═══ Recorded data ═══

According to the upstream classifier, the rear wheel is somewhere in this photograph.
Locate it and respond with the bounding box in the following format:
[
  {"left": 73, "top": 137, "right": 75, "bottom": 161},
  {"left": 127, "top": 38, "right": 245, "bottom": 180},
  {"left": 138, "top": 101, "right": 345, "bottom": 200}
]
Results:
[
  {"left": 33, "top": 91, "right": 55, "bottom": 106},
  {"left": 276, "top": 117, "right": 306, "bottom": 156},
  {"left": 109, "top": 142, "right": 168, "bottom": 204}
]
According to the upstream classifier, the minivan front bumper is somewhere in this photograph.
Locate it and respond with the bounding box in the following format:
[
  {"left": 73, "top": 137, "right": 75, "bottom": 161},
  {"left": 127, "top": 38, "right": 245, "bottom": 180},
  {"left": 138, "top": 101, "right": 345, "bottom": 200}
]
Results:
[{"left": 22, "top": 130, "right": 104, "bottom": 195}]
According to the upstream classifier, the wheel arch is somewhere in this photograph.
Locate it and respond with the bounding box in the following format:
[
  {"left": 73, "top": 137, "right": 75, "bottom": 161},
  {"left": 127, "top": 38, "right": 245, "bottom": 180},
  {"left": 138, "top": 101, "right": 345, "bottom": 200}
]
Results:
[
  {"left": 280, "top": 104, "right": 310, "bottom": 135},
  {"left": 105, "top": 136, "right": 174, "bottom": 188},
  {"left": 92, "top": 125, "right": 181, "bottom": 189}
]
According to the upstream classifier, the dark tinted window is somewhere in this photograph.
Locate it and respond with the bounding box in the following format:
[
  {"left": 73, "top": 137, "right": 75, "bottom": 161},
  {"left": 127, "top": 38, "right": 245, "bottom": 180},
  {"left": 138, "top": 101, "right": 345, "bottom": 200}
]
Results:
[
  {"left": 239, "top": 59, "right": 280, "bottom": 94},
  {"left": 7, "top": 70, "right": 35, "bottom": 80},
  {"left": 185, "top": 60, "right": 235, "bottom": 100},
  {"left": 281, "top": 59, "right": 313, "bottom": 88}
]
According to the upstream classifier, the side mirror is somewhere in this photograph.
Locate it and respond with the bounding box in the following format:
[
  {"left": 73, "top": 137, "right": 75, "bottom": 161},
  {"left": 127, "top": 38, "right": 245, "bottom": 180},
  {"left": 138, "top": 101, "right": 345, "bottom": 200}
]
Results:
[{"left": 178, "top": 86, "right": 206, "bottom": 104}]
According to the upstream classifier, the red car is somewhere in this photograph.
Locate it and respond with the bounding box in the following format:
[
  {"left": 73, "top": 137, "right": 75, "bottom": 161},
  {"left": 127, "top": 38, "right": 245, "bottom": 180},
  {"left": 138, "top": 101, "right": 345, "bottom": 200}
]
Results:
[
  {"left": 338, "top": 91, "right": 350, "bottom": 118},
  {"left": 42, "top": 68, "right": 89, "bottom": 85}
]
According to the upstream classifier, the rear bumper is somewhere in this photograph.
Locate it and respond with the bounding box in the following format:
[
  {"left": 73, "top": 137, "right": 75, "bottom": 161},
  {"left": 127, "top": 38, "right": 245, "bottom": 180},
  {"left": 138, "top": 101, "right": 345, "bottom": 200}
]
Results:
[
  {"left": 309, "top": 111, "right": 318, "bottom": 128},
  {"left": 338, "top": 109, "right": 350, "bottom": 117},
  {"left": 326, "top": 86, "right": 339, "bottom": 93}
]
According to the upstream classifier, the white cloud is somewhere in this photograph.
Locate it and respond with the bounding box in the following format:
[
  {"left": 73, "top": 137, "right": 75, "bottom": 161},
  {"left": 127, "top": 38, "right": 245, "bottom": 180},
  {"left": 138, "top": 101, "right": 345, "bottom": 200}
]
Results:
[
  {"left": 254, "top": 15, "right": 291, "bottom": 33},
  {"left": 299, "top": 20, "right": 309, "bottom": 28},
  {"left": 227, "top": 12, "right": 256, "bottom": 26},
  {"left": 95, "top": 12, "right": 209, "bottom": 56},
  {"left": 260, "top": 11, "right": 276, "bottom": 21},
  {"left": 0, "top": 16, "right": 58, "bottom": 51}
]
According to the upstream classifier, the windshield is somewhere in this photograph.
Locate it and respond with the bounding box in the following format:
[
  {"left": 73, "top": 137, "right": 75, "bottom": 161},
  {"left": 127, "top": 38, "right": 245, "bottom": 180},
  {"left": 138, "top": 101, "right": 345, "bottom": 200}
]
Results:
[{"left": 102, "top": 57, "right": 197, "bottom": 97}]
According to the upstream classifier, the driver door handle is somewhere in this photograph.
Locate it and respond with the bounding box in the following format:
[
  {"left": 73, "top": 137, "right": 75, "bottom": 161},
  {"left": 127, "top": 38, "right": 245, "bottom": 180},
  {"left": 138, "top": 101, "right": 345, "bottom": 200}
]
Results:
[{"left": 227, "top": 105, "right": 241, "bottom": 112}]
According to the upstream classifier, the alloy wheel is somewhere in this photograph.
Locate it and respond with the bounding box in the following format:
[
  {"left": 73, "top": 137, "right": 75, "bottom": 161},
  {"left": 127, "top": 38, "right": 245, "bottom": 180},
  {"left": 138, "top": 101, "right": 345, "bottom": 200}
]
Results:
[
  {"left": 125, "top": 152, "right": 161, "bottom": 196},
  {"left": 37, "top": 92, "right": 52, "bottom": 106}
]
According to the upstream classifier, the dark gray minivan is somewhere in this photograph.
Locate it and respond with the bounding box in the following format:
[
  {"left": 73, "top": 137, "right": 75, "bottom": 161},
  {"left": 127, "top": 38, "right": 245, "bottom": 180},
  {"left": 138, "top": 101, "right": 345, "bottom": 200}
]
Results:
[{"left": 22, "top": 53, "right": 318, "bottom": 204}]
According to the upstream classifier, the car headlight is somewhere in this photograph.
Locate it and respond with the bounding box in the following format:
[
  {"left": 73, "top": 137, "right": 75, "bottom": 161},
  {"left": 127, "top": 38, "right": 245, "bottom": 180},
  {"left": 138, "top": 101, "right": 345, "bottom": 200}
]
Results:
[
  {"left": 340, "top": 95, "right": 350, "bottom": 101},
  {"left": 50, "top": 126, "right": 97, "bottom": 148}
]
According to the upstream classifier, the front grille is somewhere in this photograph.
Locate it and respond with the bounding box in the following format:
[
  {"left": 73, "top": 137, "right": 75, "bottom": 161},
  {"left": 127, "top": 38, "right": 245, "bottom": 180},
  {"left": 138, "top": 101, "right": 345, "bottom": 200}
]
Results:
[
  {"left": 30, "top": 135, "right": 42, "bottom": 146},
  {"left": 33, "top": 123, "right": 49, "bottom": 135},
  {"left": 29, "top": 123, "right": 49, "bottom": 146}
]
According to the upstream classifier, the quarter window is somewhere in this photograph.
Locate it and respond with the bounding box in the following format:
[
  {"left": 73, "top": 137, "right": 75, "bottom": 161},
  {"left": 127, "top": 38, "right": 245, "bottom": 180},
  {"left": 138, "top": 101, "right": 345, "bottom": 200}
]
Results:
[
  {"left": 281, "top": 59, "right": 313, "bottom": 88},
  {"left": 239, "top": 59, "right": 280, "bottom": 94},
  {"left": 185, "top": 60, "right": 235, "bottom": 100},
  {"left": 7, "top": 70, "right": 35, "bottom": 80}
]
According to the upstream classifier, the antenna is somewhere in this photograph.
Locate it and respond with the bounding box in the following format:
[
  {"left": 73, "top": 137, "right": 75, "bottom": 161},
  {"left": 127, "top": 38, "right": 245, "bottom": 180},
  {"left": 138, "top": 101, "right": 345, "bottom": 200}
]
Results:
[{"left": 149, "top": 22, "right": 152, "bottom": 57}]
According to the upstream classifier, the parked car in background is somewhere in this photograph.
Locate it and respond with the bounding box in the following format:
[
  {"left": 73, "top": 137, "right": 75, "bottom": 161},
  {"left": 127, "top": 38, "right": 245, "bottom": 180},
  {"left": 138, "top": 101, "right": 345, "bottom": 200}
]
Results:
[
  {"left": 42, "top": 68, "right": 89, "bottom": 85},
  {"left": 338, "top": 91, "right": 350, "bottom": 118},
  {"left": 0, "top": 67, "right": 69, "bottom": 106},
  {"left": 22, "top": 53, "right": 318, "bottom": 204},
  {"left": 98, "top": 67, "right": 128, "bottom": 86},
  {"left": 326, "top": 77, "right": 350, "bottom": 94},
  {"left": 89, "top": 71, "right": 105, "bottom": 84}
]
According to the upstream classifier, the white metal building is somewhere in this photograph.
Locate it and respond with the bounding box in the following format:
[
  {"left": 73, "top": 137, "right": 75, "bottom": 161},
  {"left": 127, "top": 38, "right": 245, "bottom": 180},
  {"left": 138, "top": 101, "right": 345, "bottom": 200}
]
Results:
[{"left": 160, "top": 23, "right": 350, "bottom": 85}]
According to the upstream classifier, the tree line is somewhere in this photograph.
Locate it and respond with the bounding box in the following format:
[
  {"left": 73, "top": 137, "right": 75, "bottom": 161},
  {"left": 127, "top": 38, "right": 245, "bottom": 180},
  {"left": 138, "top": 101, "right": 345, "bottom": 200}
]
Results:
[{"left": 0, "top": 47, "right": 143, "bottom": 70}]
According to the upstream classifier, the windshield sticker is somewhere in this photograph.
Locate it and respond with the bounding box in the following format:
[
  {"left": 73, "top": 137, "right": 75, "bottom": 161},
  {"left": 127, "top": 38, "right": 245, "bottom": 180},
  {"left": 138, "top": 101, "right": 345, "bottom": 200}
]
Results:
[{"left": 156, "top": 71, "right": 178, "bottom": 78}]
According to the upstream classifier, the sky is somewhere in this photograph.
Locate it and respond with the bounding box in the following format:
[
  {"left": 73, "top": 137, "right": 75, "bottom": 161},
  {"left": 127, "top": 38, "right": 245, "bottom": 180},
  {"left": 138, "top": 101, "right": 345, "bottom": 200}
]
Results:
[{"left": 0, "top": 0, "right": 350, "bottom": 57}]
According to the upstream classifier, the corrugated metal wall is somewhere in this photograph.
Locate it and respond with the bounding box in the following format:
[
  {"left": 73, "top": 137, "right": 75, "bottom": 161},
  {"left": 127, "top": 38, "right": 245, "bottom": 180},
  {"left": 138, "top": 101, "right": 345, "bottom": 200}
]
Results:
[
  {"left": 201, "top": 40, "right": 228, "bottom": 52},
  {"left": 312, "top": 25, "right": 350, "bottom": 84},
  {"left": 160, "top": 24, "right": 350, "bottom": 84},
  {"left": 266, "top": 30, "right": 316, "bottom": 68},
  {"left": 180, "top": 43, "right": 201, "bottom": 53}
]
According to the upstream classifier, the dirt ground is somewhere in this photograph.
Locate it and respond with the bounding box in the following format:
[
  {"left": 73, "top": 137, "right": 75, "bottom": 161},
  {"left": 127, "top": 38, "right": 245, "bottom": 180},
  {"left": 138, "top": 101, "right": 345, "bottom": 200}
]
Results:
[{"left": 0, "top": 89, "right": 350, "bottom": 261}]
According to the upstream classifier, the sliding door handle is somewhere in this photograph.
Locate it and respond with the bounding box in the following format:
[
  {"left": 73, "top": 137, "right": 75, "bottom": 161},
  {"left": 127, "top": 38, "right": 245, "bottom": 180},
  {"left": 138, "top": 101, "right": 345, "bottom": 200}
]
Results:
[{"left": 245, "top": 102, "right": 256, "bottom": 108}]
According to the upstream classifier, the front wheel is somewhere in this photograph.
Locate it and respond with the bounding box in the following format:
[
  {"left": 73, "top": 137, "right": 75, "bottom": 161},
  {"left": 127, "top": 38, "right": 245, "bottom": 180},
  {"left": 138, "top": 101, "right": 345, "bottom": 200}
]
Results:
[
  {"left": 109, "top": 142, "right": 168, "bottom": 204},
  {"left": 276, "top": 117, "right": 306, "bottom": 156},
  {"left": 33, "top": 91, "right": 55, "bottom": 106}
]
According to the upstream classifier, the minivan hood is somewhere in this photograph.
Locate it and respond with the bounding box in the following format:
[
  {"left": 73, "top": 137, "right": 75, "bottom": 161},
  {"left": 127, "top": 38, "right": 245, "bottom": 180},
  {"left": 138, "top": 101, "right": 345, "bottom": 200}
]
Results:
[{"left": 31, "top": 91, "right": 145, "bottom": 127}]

═══

_The exercise_: Pick out every line in the records that contains the word "minivan", and copy each of those lines.

_Task result_:
According to the upstream classifier, the minivan front bumper is somewhere in this photograph.
According to the upstream classifier, the dark gray minivan is somewhere in this photograph.
According to the upstream classifier, the minivan hood is somewhere in this photograph.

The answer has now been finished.